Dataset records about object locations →
● ● ●
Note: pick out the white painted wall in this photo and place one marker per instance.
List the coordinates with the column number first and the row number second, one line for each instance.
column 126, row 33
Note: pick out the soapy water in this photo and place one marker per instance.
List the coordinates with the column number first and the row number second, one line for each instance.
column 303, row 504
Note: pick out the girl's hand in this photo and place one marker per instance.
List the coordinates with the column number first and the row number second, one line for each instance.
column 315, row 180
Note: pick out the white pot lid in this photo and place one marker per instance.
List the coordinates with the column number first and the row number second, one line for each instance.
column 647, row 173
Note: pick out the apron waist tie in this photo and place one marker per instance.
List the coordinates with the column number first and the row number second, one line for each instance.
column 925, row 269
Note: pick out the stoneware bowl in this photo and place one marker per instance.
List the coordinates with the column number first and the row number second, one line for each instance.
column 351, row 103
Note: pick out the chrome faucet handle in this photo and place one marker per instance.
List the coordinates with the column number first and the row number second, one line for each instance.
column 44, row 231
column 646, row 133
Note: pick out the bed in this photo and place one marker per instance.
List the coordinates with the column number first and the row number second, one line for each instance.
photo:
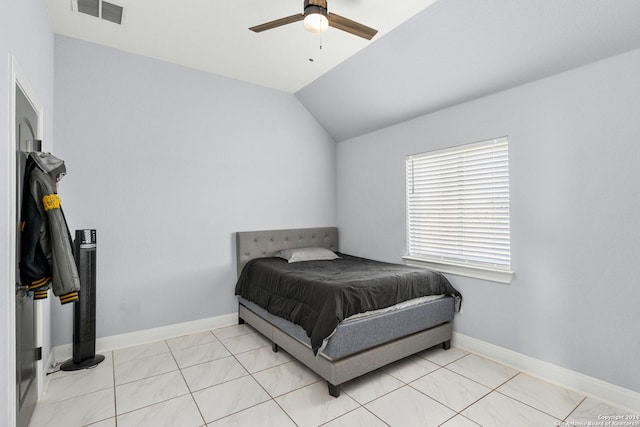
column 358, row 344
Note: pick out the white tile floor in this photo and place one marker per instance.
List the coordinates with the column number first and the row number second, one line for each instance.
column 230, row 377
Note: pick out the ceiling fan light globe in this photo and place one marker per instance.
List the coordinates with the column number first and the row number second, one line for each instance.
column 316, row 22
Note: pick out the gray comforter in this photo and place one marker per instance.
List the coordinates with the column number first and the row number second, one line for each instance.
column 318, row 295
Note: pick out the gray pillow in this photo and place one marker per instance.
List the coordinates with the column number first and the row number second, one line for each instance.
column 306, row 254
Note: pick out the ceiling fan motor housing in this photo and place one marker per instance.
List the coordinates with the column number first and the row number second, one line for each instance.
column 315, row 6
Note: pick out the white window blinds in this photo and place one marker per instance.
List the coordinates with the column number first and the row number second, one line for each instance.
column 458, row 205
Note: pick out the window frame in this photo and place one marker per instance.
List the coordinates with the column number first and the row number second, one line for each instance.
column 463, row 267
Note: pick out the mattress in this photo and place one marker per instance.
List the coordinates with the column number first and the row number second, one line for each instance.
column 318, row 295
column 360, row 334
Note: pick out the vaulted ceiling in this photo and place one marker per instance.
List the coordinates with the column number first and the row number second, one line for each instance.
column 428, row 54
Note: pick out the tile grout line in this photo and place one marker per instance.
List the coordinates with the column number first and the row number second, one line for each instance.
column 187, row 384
● ● ●
Directions → Without including the pictures, reproduce all entries exactly.

Task result →
Note: pick out the white painted wall in this photo and place one marker per instance.
List the coordinates with the column number first and the row number second, one line for each instance.
column 126, row 33
Note: pick out the soapy water in this photo and place one marker per instance.
List the coordinates with the column number first and the row number second, one line for each instance.
column 303, row 504
Note: pick out the girl's hand in this photo and place one marker per instance.
List the coordinates with the column number first and the row number second, one line for each instance.
column 315, row 180
Note: pick out the white pot lid in this photo and place one marker per instance.
List the coordinates with the column number first and the row number second, one line for each instance.
column 647, row 173
Note: pick out the apron waist tie in this photo and place one marker per instance.
List the coordinates with the column number first and the row number second, one line for each instance.
column 925, row 269
Note: pick out the stoneware bowl in this photo and place one marker per instance.
List the coordinates with the column number first and the row number second, one line for each instance.
column 351, row 103
Note: pick out the chrome faucet handle in this photo and place one marker per instance.
List the coordinates with the column number first and the row number second, one line for each instance.
column 44, row 231
column 646, row 133
Note: pick out the bed in this photo and place one marker per instance.
List the coordinates with the column number first and the row number second, one line for each instance.
photo:
column 358, row 344
Note: pick out the white tile floor in this photo and place one marker per instance.
List the coordinates with the column number first and the row number second, one line for each instance.
column 230, row 377
Note: pick out the ceiling fan light globe in this photo and place one marker per instance.
List the coordinates with the column number first and the row number second, one line for each instance.
column 316, row 22
Note: pick out the gray comforter in this photo and place one marker per instance.
List the coordinates with the column number first and the row number second, one line for each instance.
column 318, row 295
Note: pick out the gray pillow in this photo and place one marker per instance.
List the coordinates with the column number first and the row number second, one line for each instance.
column 306, row 254
Note: pick out the ceiling fan motor housing in this photo and place one marker per instance.
List the coordinates with the column number first and the row number second, one line for each instance.
column 315, row 6
Note: pick out the white window blinds in this photo and place one marker per instance.
List the coordinates with the column number first and the row number second, one line for each instance.
column 458, row 205
Note: pick out the window frame in this photo and place one marker per instance.
List the coordinates with the column number first and the row number second, one line for each instance.
column 463, row 267
Note: pick out the mattress in this photo and place one marker per instance.
List the coordinates with the column number first and the row number second, one line for each instance.
column 318, row 295
column 360, row 334
Note: pick out the vaulted ceiling in this photo and place one marker per instance.
List the coordinates with the column number first and the row number second, one line for each instance.
column 428, row 54
Note: pick out the tile grout line in this photo and place one marker per instance.
List the coordinates with the column number first and the row number second, one line for each instance.
column 187, row 384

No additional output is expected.